ASSIGNMENT 1 –
In the post about life at Clemson, what is the football team's record this year?
ASSIGNMENT 2 –
Carry on the post about college life at Clemson, starting right after its final sentence.

DOCUMENT SEGMENT –
"""

Alas, I'll get it all done. I just have to hold a job, a home life, and a boyfriend together at the same time. Of course, all those are easy. John is always understanding (even though it's easy to pick spending time with him over schoolwork. What can I say? He's easy on the eyes :P ) It would be nice though, to have some sort of life without the stress of knowing school work awaits me whenever I return. But hey, that's life. And Clemson's not a bad place to be when you're stressed.

Now that I mention it, Clemson is the best place to be. I know a lot of people probably take it for granted, but this place is gorgeous. Especially now that it's fall. AND our football team is kicking ass this year. Right now we're 8-0 and ranked 5th in the whole country! That kind of stuff doesn't normally happen wherever I go to school (my high school team lost almost every game my junior and senior year, and Greenville Tech is so lame it doesn't have sports), so yeah I'm pretty fucking excited.

"""

DATA EXTRACTS –
"""

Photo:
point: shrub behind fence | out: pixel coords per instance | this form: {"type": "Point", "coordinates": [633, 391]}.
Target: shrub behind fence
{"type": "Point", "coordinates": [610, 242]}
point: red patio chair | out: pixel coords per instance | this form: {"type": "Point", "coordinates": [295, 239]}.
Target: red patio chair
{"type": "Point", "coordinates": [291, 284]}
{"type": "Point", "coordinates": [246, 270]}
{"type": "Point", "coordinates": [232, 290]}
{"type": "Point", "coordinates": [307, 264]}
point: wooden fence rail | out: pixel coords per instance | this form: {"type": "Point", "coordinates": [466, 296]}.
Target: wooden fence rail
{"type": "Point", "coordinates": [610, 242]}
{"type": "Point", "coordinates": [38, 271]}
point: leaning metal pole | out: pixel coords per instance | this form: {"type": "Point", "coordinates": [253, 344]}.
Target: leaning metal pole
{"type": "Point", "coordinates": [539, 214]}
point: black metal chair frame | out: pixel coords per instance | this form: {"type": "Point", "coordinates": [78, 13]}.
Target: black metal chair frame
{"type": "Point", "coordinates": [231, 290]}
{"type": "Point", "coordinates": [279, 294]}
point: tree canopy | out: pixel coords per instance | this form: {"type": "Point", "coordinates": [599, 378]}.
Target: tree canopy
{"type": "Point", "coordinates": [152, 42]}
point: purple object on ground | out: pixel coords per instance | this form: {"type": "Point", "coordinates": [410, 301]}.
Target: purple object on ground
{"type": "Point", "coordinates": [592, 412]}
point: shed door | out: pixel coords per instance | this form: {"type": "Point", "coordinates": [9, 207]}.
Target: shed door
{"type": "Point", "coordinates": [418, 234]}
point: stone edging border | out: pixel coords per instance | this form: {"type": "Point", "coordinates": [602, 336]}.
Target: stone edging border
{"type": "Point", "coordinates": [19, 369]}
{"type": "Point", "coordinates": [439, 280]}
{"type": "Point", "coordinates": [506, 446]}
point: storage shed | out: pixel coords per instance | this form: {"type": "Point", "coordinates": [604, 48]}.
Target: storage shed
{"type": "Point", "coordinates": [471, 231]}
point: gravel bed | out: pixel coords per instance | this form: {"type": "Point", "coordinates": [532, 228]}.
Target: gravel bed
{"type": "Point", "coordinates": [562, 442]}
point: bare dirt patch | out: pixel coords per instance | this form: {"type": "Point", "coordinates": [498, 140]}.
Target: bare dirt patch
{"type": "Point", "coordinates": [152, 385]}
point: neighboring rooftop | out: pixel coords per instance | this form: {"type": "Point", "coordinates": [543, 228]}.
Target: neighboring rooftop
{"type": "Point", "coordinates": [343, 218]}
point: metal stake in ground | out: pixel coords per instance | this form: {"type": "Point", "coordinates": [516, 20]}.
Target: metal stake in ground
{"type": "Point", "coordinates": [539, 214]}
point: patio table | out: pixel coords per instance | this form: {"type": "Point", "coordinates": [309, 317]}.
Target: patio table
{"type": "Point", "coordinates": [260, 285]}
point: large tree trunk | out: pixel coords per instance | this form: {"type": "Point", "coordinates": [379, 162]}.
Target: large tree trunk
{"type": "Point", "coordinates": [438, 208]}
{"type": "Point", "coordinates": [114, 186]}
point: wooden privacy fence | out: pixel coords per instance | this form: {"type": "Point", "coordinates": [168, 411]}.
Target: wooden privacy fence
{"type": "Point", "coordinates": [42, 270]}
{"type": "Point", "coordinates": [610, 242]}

"""

EXERCISE OUTPUT 1 –
8-0

EXERCISE OUTPUT 2 –
While all this is going on though, John's stuck in a rut with college. His "dream" school, Coastal Carolina, completely failed to meet his expectations, and now his parents are only concerned with the fact that he's "indecisive". So basically, he now has to start all over and find a really good school that's right for him. And in the midst of all this stress, I'm trying to be as supportive as I can. Really. He needs it. He has nobody else. I just hope it all works out for him because I can't stand seeing him get shot down at every turn.

Anyway, it's taken me long enough to post this, and whoever's reading it is probably bored by now. So I'm going to go enjoy the rest of my lunch here at Cooper Library and talk to my handsome boyfriend. Bye y'all!

Friday, September 23, 2011

The Road: pages 1-51.

This blog was originally going to be an extra credit site for my English class, but I never really followed through with it. However, I thought I'd leave the first post I ever made, in case my English teacher ever comes across it :)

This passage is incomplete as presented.